(Saved entries)
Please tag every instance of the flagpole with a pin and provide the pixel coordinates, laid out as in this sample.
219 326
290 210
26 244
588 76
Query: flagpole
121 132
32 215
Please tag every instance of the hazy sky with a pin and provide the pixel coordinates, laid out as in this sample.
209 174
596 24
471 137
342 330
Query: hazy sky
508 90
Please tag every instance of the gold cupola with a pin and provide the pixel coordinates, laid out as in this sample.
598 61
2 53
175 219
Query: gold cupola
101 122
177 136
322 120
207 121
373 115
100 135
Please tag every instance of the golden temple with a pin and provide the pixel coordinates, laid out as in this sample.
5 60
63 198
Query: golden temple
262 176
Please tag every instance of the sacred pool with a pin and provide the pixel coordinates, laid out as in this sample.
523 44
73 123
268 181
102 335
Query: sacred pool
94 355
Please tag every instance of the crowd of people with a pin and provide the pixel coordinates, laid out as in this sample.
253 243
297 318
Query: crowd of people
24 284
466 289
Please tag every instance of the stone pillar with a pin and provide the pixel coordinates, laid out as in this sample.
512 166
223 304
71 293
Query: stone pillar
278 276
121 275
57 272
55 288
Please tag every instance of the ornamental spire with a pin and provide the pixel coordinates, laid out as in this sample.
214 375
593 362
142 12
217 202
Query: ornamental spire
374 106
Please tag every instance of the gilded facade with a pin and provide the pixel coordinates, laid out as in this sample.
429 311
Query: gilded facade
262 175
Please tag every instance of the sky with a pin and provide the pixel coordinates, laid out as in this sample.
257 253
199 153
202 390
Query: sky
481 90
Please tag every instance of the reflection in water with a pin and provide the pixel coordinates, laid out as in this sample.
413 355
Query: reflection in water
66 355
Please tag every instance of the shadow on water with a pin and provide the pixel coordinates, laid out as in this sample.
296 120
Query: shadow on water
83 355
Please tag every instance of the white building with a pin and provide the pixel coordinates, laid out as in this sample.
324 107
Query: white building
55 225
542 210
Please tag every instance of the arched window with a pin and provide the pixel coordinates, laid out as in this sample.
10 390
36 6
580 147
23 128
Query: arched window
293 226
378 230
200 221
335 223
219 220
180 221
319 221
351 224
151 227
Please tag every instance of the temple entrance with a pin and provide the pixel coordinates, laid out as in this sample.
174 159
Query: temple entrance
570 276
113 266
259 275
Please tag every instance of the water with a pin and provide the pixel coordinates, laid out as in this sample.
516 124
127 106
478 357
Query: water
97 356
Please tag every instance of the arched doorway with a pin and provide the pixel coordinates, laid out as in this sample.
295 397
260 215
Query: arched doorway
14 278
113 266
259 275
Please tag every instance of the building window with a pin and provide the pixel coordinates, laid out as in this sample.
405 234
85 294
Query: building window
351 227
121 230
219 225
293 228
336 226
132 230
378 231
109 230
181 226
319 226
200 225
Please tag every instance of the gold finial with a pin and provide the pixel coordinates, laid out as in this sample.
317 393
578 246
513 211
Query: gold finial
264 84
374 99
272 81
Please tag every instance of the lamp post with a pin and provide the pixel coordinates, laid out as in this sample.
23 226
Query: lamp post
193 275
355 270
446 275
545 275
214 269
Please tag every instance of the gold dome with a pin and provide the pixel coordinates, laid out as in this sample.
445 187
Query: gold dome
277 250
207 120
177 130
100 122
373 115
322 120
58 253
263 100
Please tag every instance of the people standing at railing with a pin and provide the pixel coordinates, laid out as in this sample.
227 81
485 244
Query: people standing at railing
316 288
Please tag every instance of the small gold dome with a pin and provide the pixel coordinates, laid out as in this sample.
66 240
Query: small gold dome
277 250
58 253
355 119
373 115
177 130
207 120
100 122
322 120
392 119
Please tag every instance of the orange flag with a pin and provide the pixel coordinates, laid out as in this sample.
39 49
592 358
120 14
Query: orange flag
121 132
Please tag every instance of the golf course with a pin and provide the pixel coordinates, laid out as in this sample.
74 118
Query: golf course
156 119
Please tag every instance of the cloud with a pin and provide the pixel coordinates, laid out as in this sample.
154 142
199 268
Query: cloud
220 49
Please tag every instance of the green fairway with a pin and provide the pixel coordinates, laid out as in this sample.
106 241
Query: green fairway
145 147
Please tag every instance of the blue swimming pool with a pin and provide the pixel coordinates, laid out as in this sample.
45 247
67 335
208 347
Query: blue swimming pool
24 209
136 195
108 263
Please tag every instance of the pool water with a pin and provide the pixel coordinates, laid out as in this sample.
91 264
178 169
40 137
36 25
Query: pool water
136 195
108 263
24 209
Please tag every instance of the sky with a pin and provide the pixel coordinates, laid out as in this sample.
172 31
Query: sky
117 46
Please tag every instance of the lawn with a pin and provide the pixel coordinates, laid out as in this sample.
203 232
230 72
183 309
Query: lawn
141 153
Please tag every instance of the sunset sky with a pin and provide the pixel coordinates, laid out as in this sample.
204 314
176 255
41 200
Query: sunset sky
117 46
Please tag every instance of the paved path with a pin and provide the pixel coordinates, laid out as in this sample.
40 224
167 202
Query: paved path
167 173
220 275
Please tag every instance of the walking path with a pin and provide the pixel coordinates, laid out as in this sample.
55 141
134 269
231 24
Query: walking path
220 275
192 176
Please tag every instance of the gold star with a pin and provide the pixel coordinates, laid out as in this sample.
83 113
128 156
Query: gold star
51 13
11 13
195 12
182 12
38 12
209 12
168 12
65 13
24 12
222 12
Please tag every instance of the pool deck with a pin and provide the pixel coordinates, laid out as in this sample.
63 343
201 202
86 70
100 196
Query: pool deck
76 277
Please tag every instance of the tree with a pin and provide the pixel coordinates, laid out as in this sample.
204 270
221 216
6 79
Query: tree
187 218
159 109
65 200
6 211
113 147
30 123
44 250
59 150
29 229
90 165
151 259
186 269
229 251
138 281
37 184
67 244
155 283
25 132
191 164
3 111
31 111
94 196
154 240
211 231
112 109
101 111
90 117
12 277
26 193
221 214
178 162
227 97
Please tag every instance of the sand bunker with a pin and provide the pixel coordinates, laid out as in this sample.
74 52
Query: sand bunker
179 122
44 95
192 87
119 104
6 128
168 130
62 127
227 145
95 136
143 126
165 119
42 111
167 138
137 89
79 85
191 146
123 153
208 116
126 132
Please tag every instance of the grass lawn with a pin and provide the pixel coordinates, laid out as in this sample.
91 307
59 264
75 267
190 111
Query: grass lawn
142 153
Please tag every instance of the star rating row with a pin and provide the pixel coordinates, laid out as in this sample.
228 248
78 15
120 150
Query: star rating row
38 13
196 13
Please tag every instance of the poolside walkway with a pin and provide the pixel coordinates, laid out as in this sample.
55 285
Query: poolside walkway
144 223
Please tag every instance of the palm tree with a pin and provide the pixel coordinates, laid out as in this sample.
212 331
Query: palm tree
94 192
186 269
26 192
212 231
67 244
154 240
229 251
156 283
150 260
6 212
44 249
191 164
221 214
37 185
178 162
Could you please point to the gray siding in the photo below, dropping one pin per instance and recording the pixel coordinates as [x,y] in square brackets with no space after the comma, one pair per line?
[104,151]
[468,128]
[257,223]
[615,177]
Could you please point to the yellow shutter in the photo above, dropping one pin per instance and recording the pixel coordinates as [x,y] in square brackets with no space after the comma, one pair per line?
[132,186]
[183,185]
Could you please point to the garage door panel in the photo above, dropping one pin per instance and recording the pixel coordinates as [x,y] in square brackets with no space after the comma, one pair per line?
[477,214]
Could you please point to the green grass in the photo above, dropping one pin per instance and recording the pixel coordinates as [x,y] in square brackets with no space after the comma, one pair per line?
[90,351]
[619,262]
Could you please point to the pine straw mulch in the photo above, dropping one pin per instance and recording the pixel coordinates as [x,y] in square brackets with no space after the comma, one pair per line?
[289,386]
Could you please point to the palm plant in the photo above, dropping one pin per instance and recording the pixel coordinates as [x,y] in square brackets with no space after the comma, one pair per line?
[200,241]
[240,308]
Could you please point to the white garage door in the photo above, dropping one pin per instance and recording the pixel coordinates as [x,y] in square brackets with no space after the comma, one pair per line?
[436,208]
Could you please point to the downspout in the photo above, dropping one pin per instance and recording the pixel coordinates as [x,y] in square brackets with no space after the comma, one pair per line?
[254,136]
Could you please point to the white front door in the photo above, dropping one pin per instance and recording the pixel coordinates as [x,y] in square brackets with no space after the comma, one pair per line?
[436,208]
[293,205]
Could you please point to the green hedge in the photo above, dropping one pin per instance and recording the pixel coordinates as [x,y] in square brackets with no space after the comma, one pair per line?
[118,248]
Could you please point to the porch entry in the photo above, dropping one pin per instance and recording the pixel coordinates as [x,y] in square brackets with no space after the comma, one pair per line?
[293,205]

**WRITTEN TASK:** Copy the data word for word, from the line with "Could you please point to the porch" through the end of the data.

**EXPECTED ANSWER:**
Could you please point to the porch entry in the photo above, dropping one pin per instance and recording the pixel coordinates as [x,y] in square brackets with no space after the comma, one pair per line?
[293,205]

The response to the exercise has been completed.